Excerpted passage start

Student loans are scary. I should know, because I graduated with $80,000 of scary.
After the usual trial and error, I created a repayment strategy that has allowed me to pay back more than $10,000 within 6 months, all while living in France!
And if I can do it, so can you (even if you’re not living in France).
Go on. Take a deep breath, and get started on this repayment plan, so you, too, can pay off student loans faster!
How to Create a Repayment Plan to Pay Off Student Loans Faster
1. Get to Know Your Debt
Ouch. This one’s gonna hurt.
The hardest part about paying back loans is acknowledging that they exist–or at least, that’s how it went for me.
After graduation, I was beyond excited to be moving to the country of my dreams.
I was just as happy to ignore the debt that was piling on during my 6-month grace period.
But, as with any huge issue in life, the first step is admitting you have a problem.
Say it with me now:
I have student loans, and I am going to deal with them.

Excerpted passage end

→ **Stated exercise A**: According to the text on paying off student loans, why does the repayment plan begin with getting to know one's debt? Answer in one to three sentences.
→ **Stated exercise B**: Carry on the text about paying off student loans from its last line, in the same voice.
The listing further down the page is not needed here.

Data excerpt start

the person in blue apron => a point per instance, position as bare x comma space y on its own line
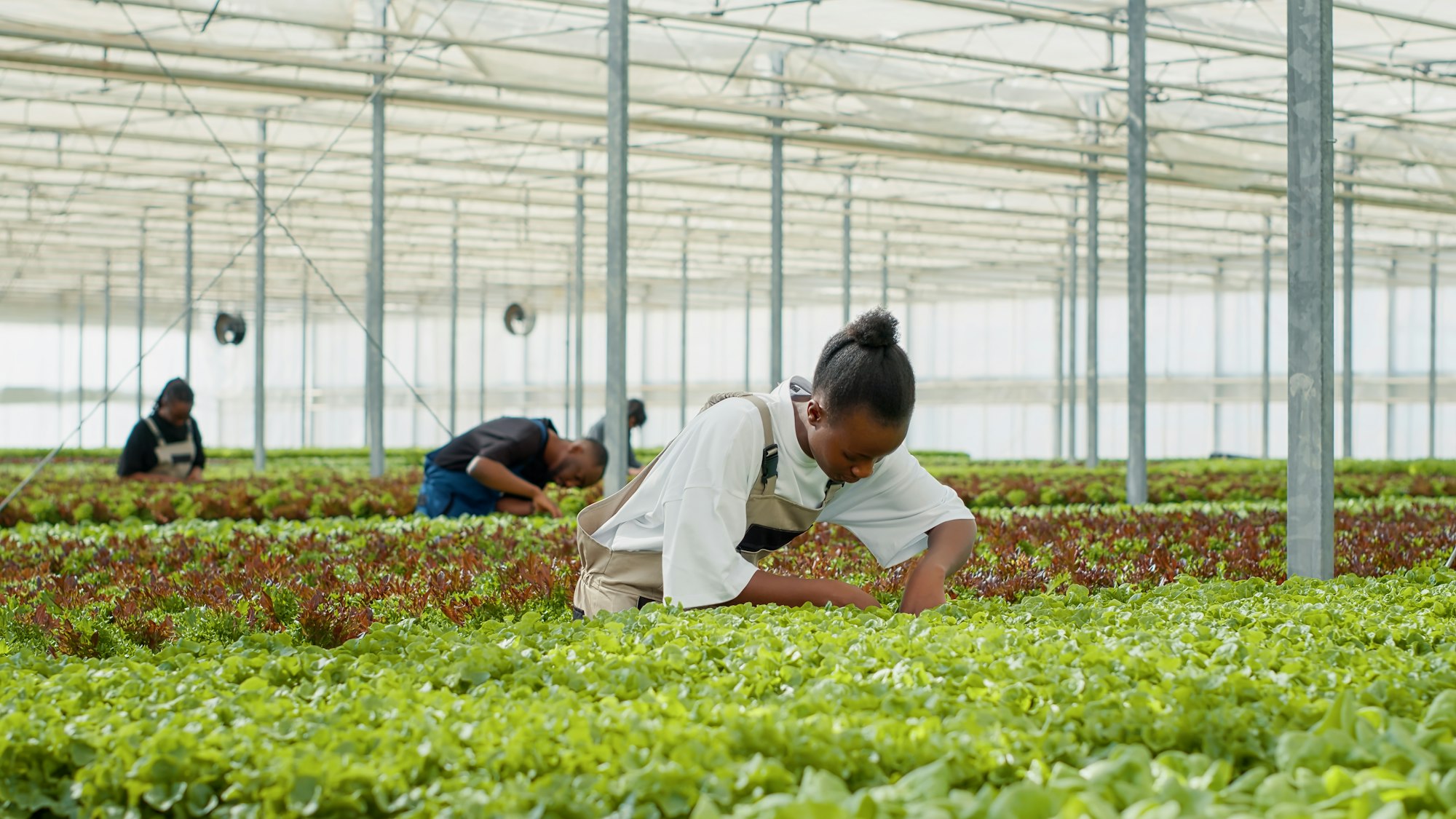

Data excerpt end

→ **Answer A**: The hardest part of paying back loans is acknowledging that they exist. As with any major problem in life, the first step is admitting that the problem is there.

→ **Answer B**:
First, figure out what types of loans you have.
Personally, I have both federal and private loans, which I broke down into 3 categories:
- Subsidized and unsubsidized federal loans
- Federal Perkins loans
- Sallie Mae private loans
Note: “Subsidized loans” means that the government pays off the interest while you’re in school, while “unsubsidized loans” means that the government allows interest to accrue.
Then, call each of your service providers to find out important information about your loans.
(If you’re not sure who your service providers are, contact your university’s financial aid office.)
I was able to find the amount of my loans and their interest rates online, but it’s much easier to get all the information from a real person over the phone.
You will want to ask about:
- how much you owe (brace yourself – it’ll probably be more than you remember calculating as a wee freshman)
- how much the minimum monthly payment will be after the grace period
- each loan’s interest rate
- the best repayment plan for your situation
2. Try to Reduce (or Pause) Your Payments
Depending on your situation, you may qualify for an income-driven plan on your federal loans.
This means that your monthly payment is proportional to how much you earn.
Since my earnings in France were set to be rather slim (800 euros a month), they told me that my minimum payment would be $0 for at least a year.
Interest is still accruing on these loans, but with low interest rates, they’re the least of my worries.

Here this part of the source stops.